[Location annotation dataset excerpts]
──────────
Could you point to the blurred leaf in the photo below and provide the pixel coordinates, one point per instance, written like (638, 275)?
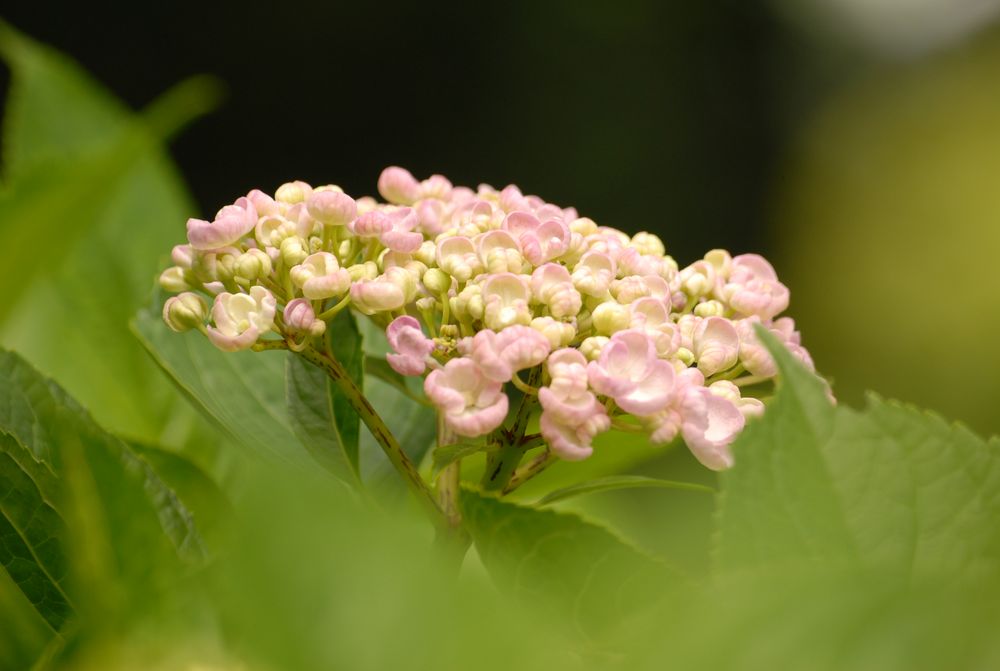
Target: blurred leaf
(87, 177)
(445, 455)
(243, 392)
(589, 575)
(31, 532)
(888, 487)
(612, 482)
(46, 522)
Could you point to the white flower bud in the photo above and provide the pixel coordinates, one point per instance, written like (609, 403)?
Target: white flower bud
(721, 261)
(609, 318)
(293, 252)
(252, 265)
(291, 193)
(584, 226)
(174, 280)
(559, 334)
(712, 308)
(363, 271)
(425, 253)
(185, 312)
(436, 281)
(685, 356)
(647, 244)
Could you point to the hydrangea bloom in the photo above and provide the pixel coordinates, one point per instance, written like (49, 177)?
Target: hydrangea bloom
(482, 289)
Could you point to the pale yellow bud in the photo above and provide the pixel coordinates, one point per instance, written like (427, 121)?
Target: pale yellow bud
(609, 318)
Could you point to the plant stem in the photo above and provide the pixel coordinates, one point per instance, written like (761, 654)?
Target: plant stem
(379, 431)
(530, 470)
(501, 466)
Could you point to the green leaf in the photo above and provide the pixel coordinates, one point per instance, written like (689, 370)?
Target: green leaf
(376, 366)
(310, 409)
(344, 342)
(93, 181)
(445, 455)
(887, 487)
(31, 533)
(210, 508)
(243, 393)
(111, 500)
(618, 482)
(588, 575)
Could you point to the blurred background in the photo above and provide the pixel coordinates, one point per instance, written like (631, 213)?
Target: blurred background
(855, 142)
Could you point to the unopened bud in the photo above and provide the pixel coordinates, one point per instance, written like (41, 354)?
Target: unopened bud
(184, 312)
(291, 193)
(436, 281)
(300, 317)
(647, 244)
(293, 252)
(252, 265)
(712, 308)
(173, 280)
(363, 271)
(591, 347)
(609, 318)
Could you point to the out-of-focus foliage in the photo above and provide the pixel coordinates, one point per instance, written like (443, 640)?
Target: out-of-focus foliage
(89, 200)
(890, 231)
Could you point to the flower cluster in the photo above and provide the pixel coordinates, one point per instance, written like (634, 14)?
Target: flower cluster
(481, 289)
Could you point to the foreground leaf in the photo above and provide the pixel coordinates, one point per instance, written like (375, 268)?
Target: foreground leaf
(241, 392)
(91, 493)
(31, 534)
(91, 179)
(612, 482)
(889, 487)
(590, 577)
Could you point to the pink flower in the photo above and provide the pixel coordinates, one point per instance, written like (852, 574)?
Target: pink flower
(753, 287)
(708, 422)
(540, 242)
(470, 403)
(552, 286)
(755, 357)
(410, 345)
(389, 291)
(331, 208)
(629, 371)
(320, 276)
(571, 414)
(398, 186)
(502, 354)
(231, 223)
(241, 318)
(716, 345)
──────────
§ STATED PROBLEM
Every line from the one containing "Could you point to the plant" through the last line must be copied exactly; leave out the rest.

§ ANSWER TO THIS EXERCISE
Could you point to the plant stem in the photo above and provide the pixel coordinates, one point per instance, written like (761, 654)?
Target: plant stem
(379, 431)
(530, 470)
(501, 466)
Could you point to the green leaf in the photo above and provide the pixel coordinates, one point per instance, written like (689, 370)?
Target: green leaf
(376, 366)
(310, 409)
(344, 342)
(93, 181)
(445, 455)
(887, 487)
(31, 533)
(210, 508)
(243, 393)
(111, 500)
(618, 482)
(588, 575)
Could you point to the blurred background in the photo above and provide the pixel coordinates, one point per instance, written like (631, 213)?
Target: blurred background
(855, 142)
Could you point to the unopened bud in the photo above and provide the pixel coordinates, one point per instance, written like (41, 354)?
Target: unopened bud
(184, 312)
(291, 193)
(436, 281)
(300, 317)
(647, 244)
(293, 252)
(252, 265)
(712, 308)
(173, 280)
(363, 271)
(591, 347)
(609, 318)
Could you point to the out-of-focus foliage in the photo above and provide the pixel coordinates, one point per instance, written like (443, 640)?
Target: out-of-focus foliage
(89, 200)
(890, 231)
Could you point to the flower cluster in the photo above and provide the pixel coordinates, one point per instance, written like (634, 14)?
Target: flower cluster
(481, 289)
Could you point to the foreground leaf in the photo above and provide the pixel coordinates, one point per instance, written like (375, 268)?
Target: foreground leaf
(241, 392)
(91, 493)
(31, 534)
(91, 179)
(612, 482)
(889, 487)
(590, 577)
Could you point to the pink flower in the photo above and provide the pixel coordinates, one point per instance, written like (852, 574)?
Target: pink flower
(753, 287)
(708, 422)
(540, 242)
(470, 403)
(552, 286)
(755, 357)
(410, 345)
(389, 291)
(331, 208)
(629, 371)
(320, 276)
(571, 414)
(398, 186)
(502, 354)
(231, 223)
(241, 318)
(716, 345)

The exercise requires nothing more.